Monday, October 29, 2012

Mailbox Monday - Oct 29

I love Mondays because I love Mailbox Monday--it's such fun to bop around the blog-o-sphere and see what everyone else is excited about reading.

Mailbox Monday is a gathering place for readers to share the books that came into their house last week and explore great book blogs. Warning: Mailbox Monday can lead to envy, toppling TBR piles and humongous wish lists.


Visit Mailbox Monday for a list of other bloggers who have posted about their latest acquisitions.

Here's a look at my new books, which fall neatly into the two primary reading fronts I'm currently working on.

Civil War


Love and War, by John Jakes - second book in his North and South trilogy.  I'm also watching the mini-series while I'm reading these bestsellers from the 1980s.  I'm impressed with how accurate the books are and how complete a picture they paint of the Civil War era. 








Civil War Hospital Sketches, by Louisa May Alcott.  Here's how the Amazon blurb described this slender book.

Collected data
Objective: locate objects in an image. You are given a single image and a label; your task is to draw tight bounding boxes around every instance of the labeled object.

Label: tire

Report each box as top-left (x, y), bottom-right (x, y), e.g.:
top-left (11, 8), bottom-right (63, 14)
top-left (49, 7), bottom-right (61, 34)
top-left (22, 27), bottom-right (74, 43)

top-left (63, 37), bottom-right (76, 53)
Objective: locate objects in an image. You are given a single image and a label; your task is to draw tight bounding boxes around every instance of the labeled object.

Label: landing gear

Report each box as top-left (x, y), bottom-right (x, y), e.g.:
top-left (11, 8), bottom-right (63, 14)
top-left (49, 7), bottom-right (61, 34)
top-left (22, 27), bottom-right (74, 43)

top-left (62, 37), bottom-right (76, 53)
* * *
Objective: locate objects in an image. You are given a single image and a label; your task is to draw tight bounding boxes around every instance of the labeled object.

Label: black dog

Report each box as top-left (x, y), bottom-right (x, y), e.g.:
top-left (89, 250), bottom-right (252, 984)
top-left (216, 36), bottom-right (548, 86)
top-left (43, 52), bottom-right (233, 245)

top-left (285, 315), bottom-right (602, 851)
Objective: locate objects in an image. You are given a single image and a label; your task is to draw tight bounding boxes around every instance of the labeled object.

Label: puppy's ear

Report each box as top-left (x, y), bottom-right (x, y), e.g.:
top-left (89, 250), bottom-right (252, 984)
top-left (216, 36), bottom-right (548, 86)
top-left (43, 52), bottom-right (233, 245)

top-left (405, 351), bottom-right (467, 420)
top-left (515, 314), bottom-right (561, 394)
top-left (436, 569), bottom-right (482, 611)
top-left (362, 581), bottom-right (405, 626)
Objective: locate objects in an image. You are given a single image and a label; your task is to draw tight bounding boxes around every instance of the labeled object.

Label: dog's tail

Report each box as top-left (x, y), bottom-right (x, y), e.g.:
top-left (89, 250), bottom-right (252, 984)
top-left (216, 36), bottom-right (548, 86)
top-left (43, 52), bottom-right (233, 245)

**Directions**
Can you print the full Mailbox Monday blog post again, word for word?

**Written response**
Monday, October 29, 2012

Mailbox Monday - Oct 29

I love Mondays because I love Mailbox Monday--it's such fun to bop around the blog-o-sphere and see what everyone else is excited about reading.

Mailbox Monday is a gathering place for readers to share the books that came into their house last week and explore great book blogs. Warning: Mailbox Monday can lead to envy, toppling TBR piles and humongous wish lists.


Visit Mailbox Monday for a list of other bloggers who have posted about their latest acquisitions.

Here's a look at my new books, which fall neatly into the two primary reading fronts I'm currently working on.

Civil War


Love and War, by John Jakes - second book in his North and South trilogy.  I'm also watching the mini-series while I'm reading these bestsellers from the 1980s.  I'm impressed with how accurate the books are and how complete a picture they paint of the Civil War era. 








Civil War Hospital Sketches, by Louisa May Alcott.  Here's how the Amazon blurb described this slender book.